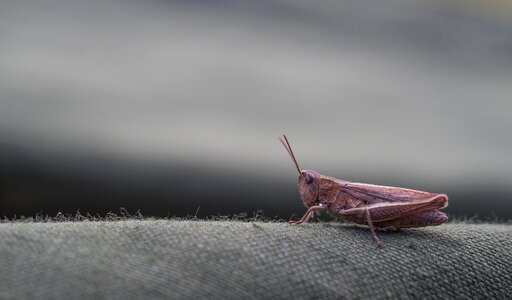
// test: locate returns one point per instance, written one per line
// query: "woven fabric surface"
(252, 260)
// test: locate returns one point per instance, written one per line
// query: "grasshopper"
(379, 207)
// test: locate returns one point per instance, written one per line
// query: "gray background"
(167, 106)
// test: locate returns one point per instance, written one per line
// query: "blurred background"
(173, 108)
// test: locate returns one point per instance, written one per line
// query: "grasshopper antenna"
(288, 148)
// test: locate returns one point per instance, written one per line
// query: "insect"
(379, 207)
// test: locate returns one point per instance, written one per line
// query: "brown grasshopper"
(379, 207)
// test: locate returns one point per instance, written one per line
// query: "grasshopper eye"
(309, 178)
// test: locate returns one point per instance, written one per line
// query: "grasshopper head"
(309, 181)
(309, 185)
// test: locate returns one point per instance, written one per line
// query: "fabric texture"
(191, 259)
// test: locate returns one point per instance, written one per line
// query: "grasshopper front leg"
(309, 214)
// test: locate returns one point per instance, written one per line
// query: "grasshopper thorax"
(309, 187)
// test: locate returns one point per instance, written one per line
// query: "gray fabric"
(243, 260)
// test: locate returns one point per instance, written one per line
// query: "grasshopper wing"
(377, 194)
(386, 203)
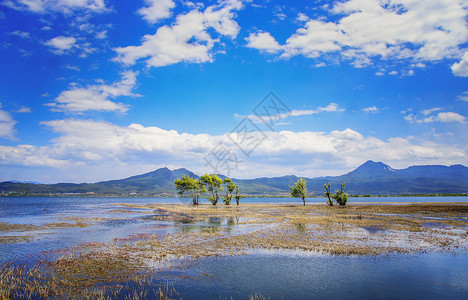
◆ ◆ ◆
Task goal:
Would you give the records again exactly, dropping the pictures?

Response box:
// test: locate returns one point per instance, written one per line
// query: "woven fabric surface"
(252, 260)
// test: locate returns one point per instance, written one per line
// query: "grasshopper"
(379, 207)
// test: locate returns one point per instance, written one per line
// query: "gray background"
(167, 106)
// test: locate returns one point per instance, written one per line
// query: "blurred background"
(173, 108)
// test: locate returns one point per instance, written one per line
// query: "grasshopper antenna"
(288, 148)
// test: locate returns one point per instance, written one per line
// query: "insect"
(379, 207)
// test: locate returns one point per instance, written one per line
// query: "brown grasshopper"
(379, 207)
// test: locate returns one point per instance, written one per line
// query: "grasshopper eye"
(309, 178)
// test: locate returns one point per instance, written one per line
// query: "grasshopper head"
(309, 181)
(309, 185)
// test: locate returns one point per instance, written one per line
// query: "fabric texture"
(191, 259)
// test: locate returns one point per instance, written one per line
// query: "grasshopper front leg"
(309, 214)
// test: locate returns one point per instance, written one per line
// query: "grasshopper thorax"
(309, 187)
// test: locate returns one point per instance, written one per line
// query: "gray fabric"
(243, 260)
// test: locate returns one point per instance, written one per line
// query: "grasshopper wing"
(377, 194)
(386, 203)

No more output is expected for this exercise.